→ **Text shown**
=-=-=-=-=

# "modded" Seiko?



## r00barb (Jun 3, 2008)

I really like the idea of a modded seiko diver, something a bit more unique that no one else has. Ive nosed on the net and see that MKII watches do it but its pretty expensive when the origional watch is factored in. I know you have to pay for exclusivity but does anyone know of anywhere else that does mods perhaps based in this country?

Thanks


----------



## Guest (Jul 4, 2008)

r00barb said:


> I really like the idea of a modded seiko diver, something a bit more unique that no one else has. Ive nosed on the net and see that MKII watches do it but its pretty expensive when the origional watch is factored in. I know you have to pay for exclusivity but does anyone know of anywhere else that does mods perhaps based in this country?
> 
> Thanks


There is a guy who is taking a break from the forum for a while that does a brilliant job. If you're not in a rush then wait around for a few months and he should hopefully reappear. It'll be worth the wait.

If your need is urgent, I'm sure someone will be recommended shortly - do a search on "modded" and see what takes your fancy.

Welcome to the forum

Cheers

Lee


----------



## mrteatime (Oct 25, 2006)

r00barb said:


> I really like the idea of a modded seiko diver, something a bit more unique that no one else has. Ive nosed on the net and see that MKII watches do it but its pretty expensive when the origional watch is factored in. I know you have to pay for exclusivity but does anyone know of anywhere else that does mods perhaps based in this country?
> 
> Thanks


hi fella....

email me on shawngreen(at)tiscali(dot)co(dot)uk

i'll point you in the right direction mate....... :lol:


----------



## r00barb (Jun 3, 2008)

Ive just sent you an email - look forward to your reply!!

So have either of you guys got modded Seikos then?

Cheers



mrteatime said:


> r00barb said:
> 
> 
> > I really like the idea of a modded seiko diver, something a bit more unique that no one else has. Ive nosed on the net and see that MKII watches do it but its pretty expensive when the origional watch is factored in. I know you have to pay for exclusivity but does anyone know of anywhere else that does mods perhaps based in this country?
> ...


----------



## bry1975 (Feb 6, 2004)

:tongue2:


----------



## mrteatime (Oct 25, 2006)

another email for you m8 :lol:

you could always contact the man in the post above this one


----------



## r00barb (Jun 3, 2008)

Cheers bud! Ive got that one and managed to have a good look round. Carbon Fibre dials look good!

Best i get saving....


----------



## mrteatime (Oct 25, 2006)

r00barb said:


> Cheers bud! Ive got that one and managed to have a good look round. Carbon Fibre dials look good!

=-=-=-=-=

→ **Information supplied**
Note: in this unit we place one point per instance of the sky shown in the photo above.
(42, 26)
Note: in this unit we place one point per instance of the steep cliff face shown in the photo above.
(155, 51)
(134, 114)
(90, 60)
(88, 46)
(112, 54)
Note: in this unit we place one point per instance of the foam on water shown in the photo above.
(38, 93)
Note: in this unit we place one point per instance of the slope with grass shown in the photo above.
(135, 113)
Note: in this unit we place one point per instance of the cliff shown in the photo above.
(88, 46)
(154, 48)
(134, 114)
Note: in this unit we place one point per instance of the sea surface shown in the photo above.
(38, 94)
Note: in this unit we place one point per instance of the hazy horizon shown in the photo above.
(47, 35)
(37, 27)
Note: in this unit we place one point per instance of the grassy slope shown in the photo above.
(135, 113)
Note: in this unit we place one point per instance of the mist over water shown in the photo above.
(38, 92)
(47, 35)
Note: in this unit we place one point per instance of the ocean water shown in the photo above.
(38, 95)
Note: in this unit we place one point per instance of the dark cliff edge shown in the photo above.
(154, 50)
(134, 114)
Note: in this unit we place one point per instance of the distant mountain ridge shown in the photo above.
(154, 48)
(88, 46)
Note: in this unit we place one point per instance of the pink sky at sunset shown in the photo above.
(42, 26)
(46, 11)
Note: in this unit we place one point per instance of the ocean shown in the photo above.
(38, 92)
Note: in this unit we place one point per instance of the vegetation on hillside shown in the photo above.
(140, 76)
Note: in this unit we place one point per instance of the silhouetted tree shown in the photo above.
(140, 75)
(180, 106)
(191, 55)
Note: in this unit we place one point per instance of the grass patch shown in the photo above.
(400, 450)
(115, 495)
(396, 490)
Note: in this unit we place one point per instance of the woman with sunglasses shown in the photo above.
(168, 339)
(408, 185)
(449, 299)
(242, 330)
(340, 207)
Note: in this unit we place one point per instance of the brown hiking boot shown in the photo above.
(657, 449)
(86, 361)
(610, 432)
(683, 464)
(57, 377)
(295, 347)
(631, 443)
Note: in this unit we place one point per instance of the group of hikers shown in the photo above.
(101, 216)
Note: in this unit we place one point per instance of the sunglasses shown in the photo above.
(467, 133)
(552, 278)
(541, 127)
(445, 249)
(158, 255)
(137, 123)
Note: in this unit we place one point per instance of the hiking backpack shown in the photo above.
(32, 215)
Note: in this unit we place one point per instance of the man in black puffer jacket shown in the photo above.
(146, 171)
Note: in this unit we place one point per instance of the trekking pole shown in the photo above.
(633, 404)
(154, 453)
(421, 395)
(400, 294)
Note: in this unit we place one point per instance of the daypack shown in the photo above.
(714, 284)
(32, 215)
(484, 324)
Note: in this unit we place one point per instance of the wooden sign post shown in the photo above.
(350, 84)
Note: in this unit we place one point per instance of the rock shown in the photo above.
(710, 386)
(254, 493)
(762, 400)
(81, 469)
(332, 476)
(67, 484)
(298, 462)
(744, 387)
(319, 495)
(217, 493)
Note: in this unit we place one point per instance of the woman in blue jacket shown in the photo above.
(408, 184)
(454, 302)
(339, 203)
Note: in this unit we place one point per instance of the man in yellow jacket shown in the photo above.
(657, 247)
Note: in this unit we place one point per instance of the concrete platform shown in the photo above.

=-=-=-=-=

→ **Required tasks**
- 1) Duplicate the passage of the modded Seiko thread starting at "There is a guy" and ending at "worth the wait.".
- 2) List every distinct username that appears as a post header in the modded Seiko thread.
- 3) Write the next part of the modded Seiko thread, picking up after its last line.
The records come from a different source than the modded Seiko thread.

→ **Expected results**
- 1)
There is a guy who is taking a break from the forum for a while that does a brilliant job. If you're not in a rush then wait around for a few months and he should hopefully reappear. It'll be worth the wait.

- 2) r00barb, Guest, mrteatime, bry1975

- 3)
> 
> Best i get saving....


your very welcome mate


----------



## r00barb (Jun 3, 2008)

Once again thanks to Shawn (MrTeatime) you have indeed pointed me in the right direction and your man Harold is very pleasent and efficient and suffice to say when i get what ive ordered ill try and post a few pics.....

Cheers

Dan


----------



## Guest (Jul 12, 2008)

Harold ?


----------



## Rotundus (May 7, 2012)

Am looking forward to getting the one I just bought from Steve.


----------



## mrteatime (Oct 25, 2006)

catflem said:


> Harold ?


----------



## r00barb (Jun 3, 2008)

Sorry to bring a thread back from the dead but ive finally taken some pics of the Seiko mod i had done! Im really happy with it, its a bit different to the 7002/007 mods ive seen and is based on an SKX031. My only slight gripe is that i would have liked the chapter ring in a matt finish but hey its all good! The original bracelet was a bit "tinny" so ive put it on one of Roys grey NATOs which i think suits it a treat.










Close up of the dial, mmmm carbon fibre.....










Comparison with my 7002 on jubilee bracelet










Cheers


----------



## Bill_uk (Jun 8, 2008)

oh that is nice just enough ORANGE and the dial is very nice i think i'll have to have some done


----------



## r00barb (Jun 3, 2008)

Bill_uk said:


> oh that is nice just enough ORANGE and the dial is very nice i think i'll have to have some done


i am a fan of the orange it just lifts the dial a bit...

Im very pleased with the service and price i paid bearing in mind its a brand new watch, the guy who did mine said that this carbon dial was his last one, tho im sure there are more about


----------



## thunderbolt (May 19, 2007)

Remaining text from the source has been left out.